[START SOURCE MATERIAL]

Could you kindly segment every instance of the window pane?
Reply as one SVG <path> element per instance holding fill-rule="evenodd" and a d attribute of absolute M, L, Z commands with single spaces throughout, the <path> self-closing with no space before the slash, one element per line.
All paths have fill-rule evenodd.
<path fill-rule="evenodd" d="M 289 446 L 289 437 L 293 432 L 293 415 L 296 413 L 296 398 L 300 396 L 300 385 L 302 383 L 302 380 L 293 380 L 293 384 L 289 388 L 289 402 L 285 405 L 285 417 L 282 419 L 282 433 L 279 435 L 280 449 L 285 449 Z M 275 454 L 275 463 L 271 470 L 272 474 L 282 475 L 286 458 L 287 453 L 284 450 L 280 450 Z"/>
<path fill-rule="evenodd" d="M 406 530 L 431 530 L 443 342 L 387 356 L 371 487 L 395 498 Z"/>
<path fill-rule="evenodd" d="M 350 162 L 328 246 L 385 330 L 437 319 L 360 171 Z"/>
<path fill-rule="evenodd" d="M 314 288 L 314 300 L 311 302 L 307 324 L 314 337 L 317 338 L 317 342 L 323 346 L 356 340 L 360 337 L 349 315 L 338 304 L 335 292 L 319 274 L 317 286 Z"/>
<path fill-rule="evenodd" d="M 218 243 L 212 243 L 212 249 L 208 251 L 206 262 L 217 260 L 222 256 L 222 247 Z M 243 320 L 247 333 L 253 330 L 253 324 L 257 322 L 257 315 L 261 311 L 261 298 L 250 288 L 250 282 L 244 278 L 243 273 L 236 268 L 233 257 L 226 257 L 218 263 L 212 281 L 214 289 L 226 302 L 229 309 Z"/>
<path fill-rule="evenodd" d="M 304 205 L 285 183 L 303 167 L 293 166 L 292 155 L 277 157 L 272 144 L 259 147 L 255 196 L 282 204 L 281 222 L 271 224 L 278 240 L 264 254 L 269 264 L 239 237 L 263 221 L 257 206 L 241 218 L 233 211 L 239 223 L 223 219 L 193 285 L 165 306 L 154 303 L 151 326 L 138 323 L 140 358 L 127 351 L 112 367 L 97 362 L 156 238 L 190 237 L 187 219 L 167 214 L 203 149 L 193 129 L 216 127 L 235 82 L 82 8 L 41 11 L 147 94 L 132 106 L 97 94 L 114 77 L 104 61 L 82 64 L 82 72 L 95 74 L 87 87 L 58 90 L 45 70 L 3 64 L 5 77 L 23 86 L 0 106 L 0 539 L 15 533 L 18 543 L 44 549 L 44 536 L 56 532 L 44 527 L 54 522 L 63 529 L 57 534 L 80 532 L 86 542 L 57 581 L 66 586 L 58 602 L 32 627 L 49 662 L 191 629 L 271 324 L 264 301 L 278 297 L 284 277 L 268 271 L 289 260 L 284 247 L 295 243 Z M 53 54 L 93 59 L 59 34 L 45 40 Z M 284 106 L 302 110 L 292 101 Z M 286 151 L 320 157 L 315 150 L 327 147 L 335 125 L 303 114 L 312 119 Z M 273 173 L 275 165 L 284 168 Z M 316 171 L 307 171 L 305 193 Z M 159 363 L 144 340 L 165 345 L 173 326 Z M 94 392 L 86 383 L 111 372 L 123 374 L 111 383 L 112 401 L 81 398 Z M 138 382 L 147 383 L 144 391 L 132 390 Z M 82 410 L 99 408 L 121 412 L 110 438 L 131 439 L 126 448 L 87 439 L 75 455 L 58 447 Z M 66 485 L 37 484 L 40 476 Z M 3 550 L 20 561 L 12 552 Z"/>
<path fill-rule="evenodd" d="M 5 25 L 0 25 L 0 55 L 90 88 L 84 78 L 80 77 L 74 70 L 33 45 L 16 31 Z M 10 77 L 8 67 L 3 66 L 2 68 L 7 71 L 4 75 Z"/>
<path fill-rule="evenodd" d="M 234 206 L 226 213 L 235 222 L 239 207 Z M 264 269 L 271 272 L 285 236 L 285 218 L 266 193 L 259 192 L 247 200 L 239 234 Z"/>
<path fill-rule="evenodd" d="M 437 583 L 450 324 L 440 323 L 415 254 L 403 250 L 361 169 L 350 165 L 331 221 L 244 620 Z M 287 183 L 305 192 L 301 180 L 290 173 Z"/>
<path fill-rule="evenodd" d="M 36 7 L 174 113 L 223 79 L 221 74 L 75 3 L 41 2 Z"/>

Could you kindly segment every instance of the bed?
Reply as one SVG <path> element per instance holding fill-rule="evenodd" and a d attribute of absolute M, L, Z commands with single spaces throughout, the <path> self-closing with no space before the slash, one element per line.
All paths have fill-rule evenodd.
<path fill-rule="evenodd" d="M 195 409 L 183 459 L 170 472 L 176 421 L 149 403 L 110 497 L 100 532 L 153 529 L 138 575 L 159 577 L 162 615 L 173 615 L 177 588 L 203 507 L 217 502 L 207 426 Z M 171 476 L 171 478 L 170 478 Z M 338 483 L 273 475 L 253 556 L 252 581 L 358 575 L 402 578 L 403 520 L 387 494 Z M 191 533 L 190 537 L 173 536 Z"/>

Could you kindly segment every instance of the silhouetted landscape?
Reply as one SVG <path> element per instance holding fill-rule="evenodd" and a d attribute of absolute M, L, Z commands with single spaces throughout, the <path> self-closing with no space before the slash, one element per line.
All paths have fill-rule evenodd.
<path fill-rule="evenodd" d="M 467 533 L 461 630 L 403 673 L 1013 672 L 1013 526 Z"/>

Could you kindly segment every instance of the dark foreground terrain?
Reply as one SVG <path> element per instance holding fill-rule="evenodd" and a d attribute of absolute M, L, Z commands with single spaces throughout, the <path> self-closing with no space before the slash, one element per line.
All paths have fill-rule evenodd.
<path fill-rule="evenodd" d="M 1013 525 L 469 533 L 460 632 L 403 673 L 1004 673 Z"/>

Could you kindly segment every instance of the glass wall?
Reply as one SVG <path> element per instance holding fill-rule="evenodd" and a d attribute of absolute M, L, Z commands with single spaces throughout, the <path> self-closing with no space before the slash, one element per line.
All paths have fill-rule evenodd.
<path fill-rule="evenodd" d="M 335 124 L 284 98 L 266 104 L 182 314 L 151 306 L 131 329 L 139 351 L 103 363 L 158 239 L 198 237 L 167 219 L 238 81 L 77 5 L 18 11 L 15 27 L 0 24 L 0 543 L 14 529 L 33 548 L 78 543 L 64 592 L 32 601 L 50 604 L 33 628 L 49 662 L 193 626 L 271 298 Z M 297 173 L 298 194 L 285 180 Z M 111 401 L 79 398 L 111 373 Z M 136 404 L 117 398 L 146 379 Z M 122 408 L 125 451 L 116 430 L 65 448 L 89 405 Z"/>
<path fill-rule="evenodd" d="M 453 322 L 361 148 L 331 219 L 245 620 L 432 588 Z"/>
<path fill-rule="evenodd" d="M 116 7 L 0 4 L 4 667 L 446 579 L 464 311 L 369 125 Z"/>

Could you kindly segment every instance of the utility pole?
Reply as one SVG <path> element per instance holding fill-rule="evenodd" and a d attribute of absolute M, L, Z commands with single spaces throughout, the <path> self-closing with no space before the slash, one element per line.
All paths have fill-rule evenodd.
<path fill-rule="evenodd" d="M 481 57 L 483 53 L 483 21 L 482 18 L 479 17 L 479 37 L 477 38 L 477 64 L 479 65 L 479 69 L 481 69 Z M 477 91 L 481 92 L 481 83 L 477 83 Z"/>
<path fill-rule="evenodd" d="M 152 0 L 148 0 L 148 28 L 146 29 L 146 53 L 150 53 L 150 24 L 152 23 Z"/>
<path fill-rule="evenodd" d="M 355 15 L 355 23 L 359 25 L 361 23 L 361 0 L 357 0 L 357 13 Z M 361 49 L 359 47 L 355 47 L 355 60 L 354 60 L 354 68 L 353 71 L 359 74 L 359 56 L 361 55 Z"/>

[END SOURCE MATERIAL]

* _THE EXERCISE_
Could you repeat every one of the records above word for word, keeping each line unchanged?

* _ANSWER FOR THIS EXERCISE_
Could you kindly segment every instance of the window pane?
Reply as one SVG <path> element per instance holding fill-rule="evenodd" and a d attribute of absolute M, L, Z commands with single spaces throughout, the <path> self-closing with no space before the slash, one element per line.
All paths have fill-rule evenodd.
<path fill-rule="evenodd" d="M 289 446 L 289 437 L 293 432 L 293 415 L 296 413 L 296 398 L 300 396 L 300 385 L 302 383 L 302 380 L 293 380 L 293 384 L 289 388 L 289 402 L 285 405 L 285 417 L 282 419 L 282 433 L 279 435 L 280 449 L 285 449 Z M 275 454 L 275 463 L 271 470 L 272 474 L 282 475 L 286 458 L 287 453 L 284 450 L 280 450 Z"/>
<path fill-rule="evenodd" d="M 406 530 L 431 530 L 443 342 L 387 356 L 371 487 L 395 498 Z"/>
<path fill-rule="evenodd" d="M 350 162 L 328 246 L 385 330 L 437 319 L 360 171 Z"/>
<path fill-rule="evenodd" d="M 314 288 L 314 300 L 311 302 L 307 324 L 314 337 L 317 338 L 317 342 L 323 346 L 356 340 L 360 337 L 349 315 L 338 304 L 335 292 L 319 274 L 317 286 Z"/>
<path fill-rule="evenodd" d="M 218 243 L 212 243 L 212 249 L 208 251 L 206 262 L 217 260 L 222 256 L 222 247 Z M 243 320 L 247 333 L 253 330 L 253 324 L 257 322 L 257 315 L 261 311 L 261 298 L 250 288 L 250 282 L 244 278 L 243 273 L 236 268 L 233 257 L 226 257 L 218 263 L 212 281 L 214 289 L 226 302 L 229 309 Z"/>
<path fill-rule="evenodd" d="M 304 205 L 285 183 L 303 167 L 293 166 L 292 155 L 277 157 L 272 144 L 259 147 L 255 196 L 282 204 L 281 222 L 271 224 L 278 240 L 264 254 L 269 264 L 239 237 L 263 221 L 257 206 L 241 218 L 233 211 L 239 223 L 223 219 L 193 285 L 165 306 L 154 303 L 151 326 L 138 323 L 140 358 L 127 351 L 112 367 L 97 362 L 156 238 L 190 237 L 187 219 L 167 214 L 203 149 L 193 129 L 216 127 L 235 82 L 82 8 L 41 11 L 147 94 L 132 106 L 97 94 L 114 77 L 104 61 L 82 64 L 82 72 L 95 74 L 87 87 L 58 90 L 45 70 L 3 64 L 5 77 L 23 86 L 0 106 L 0 539 L 15 533 L 18 543 L 44 549 L 44 536 L 56 532 L 44 527 L 54 522 L 63 529 L 57 534 L 80 532 L 86 542 L 57 581 L 66 586 L 58 602 L 32 627 L 49 662 L 191 629 L 271 324 L 264 301 L 278 297 L 284 277 L 268 271 L 289 260 L 284 247 L 295 243 Z M 53 54 L 93 59 L 59 34 L 45 40 Z M 284 106 L 302 110 L 292 101 Z M 286 151 L 320 157 L 315 150 L 327 147 L 335 125 L 303 114 L 312 119 Z M 273 173 L 275 165 L 284 168 Z M 316 171 L 307 171 L 305 193 Z M 159 363 L 144 340 L 165 345 L 173 326 Z M 94 392 L 86 383 L 111 372 L 123 374 L 111 383 L 112 401 L 81 398 Z M 138 382 L 147 383 L 144 391 L 132 390 Z M 82 410 L 99 408 L 121 412 L 110 438 L 131 439 L 126 448 L 87 439 L 75 455 L 58 447 Z M 66 485 L 37 484 L 40 476 Z M 3 550 L 20 561 L 12 552 Z"/>
<path fill-rule="evenodd" d="M 5 25 L 0 25 L 0 55 L 90 88 L 84 78 L 80 77 L 74 70 L 33 45 L 16 31 Z M 10 77 L 8 67 L 3 66 L 2 68 L 7 71 L 4 75 Z"/>
<path fill-rule="evenodd" d="M 234 206 L 226 213 L 235 222 L 239 207 Z M 264 269 L 271 272 L 285 236 L 285 218 L 266 193 L 259 192 L 247 200 L 239 234 Z"/>
<path fill-rule="evenodd" d="M 437 583 L 450 324 L 440 323 L 415 254 L 403 250 L 361 169 L 350 165 L 331 221 L 244 620 Z M 287 183 L 305 192 L 301 180 L 290 173 Z"/>
<path fill-rule="evenodd" d="M 36 7 L 174 113 L 223 79 L 221 74 L 75 3 L 41 2 Z"/>

Could you kindly segment every instance of the bed?
Reply as one SVG <path> element per instance holding fill-rule="evenodd" and a d attribute of absolute M, L, Z commands with single spaces throughout, the <path> self-closing with no space before the slash, one element per line.
All paths have fill-rule evenodd.
<path fill-rule="evenodd" d="M 195 409 L 183 459 L 170 472 L 176 421 L 149 403 L 110 497 L 100 532 L 153 529 L 138 575 L 159 577 L 162 615 L 173 615 L 177 588 L 203 507 L 217 502 L 207 426 Z M 171 476 L 171 478 L 170 478 Z M 338 483 L 273 475 L 253 556 L 252 581 L 358 575 L 402 578 L 403 520 L 387 494 Z M 191 533 L 190 537 L 173 536 Z"/>

Could you kindly segment every instance of the silhouetted landscape?
Reply as one SVG <path> element per instance holding fill-rule="evenodd" and a d attribute of absolute M, L, Z commands with single spaces throughout, the <path> self-closing with no space before the slash, one element per line.
All paths have fill-rule evenodd.
<path fill-rule="evenodd" d="M 467 533 L 461 630 L 403 673 L 1013 672 L 1013 526 Z"/>

Could you kindly segment every instance of the dark foreground terrain?
Reply as one SVG <path> element per instance holding fill-rule="evenodd" and a d attribute of absolute M, L, Z commands with single spaces throughout, the <path> self-closing with no space before the slash, one element per line.
All paths have fill-rule evenodd.
<path fill-rule="evenodd" d="M 1013 525 L 469 533 L 460 632 L 403 673 L 1004 673 Z"/>

Could you kindly segment every instance of the glass wall?
Reply as one SVG <path> element per instance holding fill-rule="evenodd" and a d attribute of absolute M, L, Z commands with single spaces throughout, the <path> self-closing with no space before the slash, one element per line.
All paths have fill-rule evenodd.
<path fill-rule="evenodd" d="M 335 124 L 284 98 L 266 104 L 182 314 L 151 306 L 131 329 L 139 351 L 103 363 L 158 239 L 198 237 L 167 219 L 238 81 L 77 5 L 18 11 L 15 27 L 0 24 L 0 543 L 14 529 L 33 548 L 78 543 L 64 592 L 32 601 L 50 604 L 33 628 L 49 662 L 193 626 L 271 298 Z M 297 173 L 298 194 L 285 180 Z M 111 401 L 79 398 L 111 373 Z M 136 404 L 117 398 L 146 379 Z M 122 408 L 125 451 L 116 430 L 65 448 L 89 405 Z"/>
<path fill-rule="evenodd" d="M 453 322 L 361 148 L 331 219 L 245 620 L 432 588 Z"/>
<path fill-rule="evenodd" d="M 116 7 L 0 4 L 4 667 L 446 579 L 464 311 L 369 125 Z"/>

Could you kindly segment every instance of the utility pole?
Reply as one SVG <path> element per instance holding fill-rule="evenodd" and a d attribute of absolute M, L, Z commands with single spaces throughout, the <path> self-closing with no space before the slash, one element per line.
All paths have fill-rule evenodd.
<path fill-rule="evenodd" d="M 481 57 L 483 53 L 483 21 L 482 18 L 479 17 L 479 37 L 477 38 L 477 64 L 479 65 L 479 69 L 481 69 Z M 477 91 L 481 92 L 481 83 L 477 83 Z"/>
<path fill-rule="evenodd" d="M 152 0 L 148 0 L 148 28 L 146 29 L 146 53 L 150 53 L 150 24 L 152 23 Z"/>
<path fill-rule="evenodd" d="M 355 15 L 355 23 L 359 25 L 361 23 L 361 0 L 357 0 L 357 13 Z M 361 49 L 359 47 L 355 47 L 355 60 L 354 60 L 354 68 L 353 71 L 359 74 L 359 56 L 361 55 Z"/>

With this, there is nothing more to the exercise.